» **Goal of the exercise**:
In the listing, take the lines starting with the one that has "task: segment the stainless steel gas range" and going through the one that has "M714 418L647 508L652", switch "gas" to "electric", and write those lines out again with nothing else changed.

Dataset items

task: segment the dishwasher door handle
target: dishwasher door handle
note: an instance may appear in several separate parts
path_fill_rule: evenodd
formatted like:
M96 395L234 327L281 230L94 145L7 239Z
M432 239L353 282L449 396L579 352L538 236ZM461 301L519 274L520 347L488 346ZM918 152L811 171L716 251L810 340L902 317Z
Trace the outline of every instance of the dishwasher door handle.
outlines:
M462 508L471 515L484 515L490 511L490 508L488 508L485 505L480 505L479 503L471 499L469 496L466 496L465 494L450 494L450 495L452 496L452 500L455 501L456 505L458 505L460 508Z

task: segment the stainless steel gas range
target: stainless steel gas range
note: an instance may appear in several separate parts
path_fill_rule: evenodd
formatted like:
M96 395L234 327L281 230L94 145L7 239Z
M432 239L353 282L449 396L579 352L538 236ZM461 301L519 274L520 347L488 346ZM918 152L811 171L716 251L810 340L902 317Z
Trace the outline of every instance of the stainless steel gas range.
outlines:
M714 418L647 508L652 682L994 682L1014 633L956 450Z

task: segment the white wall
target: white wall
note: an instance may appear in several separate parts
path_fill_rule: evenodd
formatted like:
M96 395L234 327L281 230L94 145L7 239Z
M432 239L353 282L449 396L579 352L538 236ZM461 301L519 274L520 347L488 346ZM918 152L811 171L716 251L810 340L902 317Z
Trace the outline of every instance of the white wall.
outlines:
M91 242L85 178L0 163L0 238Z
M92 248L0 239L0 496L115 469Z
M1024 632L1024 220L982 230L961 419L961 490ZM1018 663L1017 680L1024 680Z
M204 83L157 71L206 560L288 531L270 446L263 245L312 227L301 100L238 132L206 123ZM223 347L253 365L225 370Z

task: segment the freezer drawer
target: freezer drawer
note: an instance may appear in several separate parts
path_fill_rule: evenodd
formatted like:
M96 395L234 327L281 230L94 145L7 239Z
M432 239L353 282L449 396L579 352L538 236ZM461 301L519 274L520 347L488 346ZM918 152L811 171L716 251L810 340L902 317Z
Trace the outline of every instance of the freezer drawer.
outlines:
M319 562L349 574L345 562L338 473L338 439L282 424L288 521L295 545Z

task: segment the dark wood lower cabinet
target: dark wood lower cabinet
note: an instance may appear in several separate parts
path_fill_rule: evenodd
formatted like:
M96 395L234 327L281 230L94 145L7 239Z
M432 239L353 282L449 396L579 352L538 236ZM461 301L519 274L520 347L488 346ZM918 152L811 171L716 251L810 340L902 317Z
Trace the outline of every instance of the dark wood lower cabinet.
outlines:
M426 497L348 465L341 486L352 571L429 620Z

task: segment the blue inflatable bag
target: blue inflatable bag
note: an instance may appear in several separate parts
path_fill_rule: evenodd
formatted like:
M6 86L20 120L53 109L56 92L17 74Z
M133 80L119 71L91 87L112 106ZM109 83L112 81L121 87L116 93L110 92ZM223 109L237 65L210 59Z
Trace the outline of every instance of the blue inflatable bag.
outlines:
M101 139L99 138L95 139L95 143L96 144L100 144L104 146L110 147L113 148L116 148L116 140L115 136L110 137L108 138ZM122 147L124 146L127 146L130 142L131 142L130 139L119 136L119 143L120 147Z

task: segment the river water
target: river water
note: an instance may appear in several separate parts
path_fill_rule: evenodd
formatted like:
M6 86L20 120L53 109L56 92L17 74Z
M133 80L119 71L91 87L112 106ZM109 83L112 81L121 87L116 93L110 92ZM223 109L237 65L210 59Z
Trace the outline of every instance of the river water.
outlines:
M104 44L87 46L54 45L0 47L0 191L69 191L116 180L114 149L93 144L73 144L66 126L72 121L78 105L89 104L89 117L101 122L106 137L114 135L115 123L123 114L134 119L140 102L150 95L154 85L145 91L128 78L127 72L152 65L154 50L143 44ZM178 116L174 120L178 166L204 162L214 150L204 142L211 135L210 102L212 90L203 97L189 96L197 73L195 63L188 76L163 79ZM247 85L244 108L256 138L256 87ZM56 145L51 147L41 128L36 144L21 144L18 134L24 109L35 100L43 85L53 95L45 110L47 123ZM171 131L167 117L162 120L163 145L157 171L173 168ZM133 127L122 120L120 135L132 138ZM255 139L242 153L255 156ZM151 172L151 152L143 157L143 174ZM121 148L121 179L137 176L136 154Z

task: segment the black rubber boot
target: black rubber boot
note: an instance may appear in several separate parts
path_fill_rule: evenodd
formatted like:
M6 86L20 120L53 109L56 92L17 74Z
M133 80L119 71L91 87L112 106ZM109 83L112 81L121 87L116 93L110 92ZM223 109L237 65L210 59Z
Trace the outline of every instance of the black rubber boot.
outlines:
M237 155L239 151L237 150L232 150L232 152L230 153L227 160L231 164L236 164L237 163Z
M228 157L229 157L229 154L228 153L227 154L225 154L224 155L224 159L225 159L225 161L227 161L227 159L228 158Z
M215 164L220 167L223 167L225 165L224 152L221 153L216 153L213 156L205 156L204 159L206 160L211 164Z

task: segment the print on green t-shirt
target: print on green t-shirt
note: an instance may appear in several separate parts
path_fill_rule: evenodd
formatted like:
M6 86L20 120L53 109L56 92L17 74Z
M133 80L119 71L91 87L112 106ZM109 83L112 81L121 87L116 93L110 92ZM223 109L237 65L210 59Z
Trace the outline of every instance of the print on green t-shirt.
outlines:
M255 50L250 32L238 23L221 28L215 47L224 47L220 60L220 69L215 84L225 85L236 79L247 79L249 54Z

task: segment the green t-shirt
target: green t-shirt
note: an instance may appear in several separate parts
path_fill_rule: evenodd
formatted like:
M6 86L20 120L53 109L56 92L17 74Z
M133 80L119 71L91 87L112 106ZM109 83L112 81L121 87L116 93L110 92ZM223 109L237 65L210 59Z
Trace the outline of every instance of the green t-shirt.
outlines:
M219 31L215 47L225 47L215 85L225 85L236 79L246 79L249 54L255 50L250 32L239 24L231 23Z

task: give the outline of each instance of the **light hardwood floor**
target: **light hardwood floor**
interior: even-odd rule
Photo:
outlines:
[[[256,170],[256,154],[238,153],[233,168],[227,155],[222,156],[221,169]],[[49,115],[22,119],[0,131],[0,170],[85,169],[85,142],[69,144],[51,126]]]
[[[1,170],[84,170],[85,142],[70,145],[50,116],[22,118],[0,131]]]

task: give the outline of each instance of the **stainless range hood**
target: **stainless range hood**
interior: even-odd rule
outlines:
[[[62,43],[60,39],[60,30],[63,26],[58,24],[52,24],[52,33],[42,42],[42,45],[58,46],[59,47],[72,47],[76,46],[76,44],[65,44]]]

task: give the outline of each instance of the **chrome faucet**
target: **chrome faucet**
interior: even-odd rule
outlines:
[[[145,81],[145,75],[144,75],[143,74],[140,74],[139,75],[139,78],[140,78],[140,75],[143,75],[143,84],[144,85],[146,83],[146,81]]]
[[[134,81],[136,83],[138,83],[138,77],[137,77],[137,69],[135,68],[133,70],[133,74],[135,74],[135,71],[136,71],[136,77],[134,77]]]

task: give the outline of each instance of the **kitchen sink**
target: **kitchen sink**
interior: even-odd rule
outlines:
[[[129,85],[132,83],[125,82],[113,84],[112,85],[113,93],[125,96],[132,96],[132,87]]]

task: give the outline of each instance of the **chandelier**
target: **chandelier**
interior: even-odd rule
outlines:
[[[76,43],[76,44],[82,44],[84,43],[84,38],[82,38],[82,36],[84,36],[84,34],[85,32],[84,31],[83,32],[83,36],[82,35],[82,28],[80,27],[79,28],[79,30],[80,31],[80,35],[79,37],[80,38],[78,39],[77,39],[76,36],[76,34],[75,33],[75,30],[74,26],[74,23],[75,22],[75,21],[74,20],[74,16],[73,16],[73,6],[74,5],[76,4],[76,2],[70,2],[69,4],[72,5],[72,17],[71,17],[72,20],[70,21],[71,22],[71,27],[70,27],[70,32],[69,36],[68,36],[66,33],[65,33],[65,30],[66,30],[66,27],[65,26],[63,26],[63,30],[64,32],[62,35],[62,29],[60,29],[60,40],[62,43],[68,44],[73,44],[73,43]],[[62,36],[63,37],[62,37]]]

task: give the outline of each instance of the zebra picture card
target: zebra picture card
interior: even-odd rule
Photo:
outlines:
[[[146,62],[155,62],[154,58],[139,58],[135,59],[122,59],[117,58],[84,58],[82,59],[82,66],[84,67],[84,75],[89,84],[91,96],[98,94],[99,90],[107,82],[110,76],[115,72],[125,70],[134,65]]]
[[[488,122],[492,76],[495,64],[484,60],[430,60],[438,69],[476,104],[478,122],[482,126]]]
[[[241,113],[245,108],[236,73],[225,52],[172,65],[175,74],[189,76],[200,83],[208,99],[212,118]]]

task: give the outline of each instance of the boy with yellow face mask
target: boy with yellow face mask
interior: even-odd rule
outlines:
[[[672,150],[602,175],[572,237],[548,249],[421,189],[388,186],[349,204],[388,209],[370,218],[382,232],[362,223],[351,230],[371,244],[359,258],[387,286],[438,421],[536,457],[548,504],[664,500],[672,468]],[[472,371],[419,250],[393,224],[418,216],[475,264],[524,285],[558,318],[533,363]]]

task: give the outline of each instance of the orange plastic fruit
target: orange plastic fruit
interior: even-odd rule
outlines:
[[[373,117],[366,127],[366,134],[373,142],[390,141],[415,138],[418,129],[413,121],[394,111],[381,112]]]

» **Exercise answer**:
task: segment the stainless steel electric range
target: stainless steel electric range
note: an instance may appear in several separate parts
path_fill_rule: evenodd
formatted like:
M96 395L234 327L281 230L94 145L7 239Z
M432 239L353 282L449 396L579 352L538 236ZM461 301L519 274L520 347L488 346ZM918 152L811 171L716 251L810 340L902 317Z
Trace the outline of every instance of the stainless steel electric range.
outlines:
M714 418L647 508L652 682L994 682L1014 633L956 450Z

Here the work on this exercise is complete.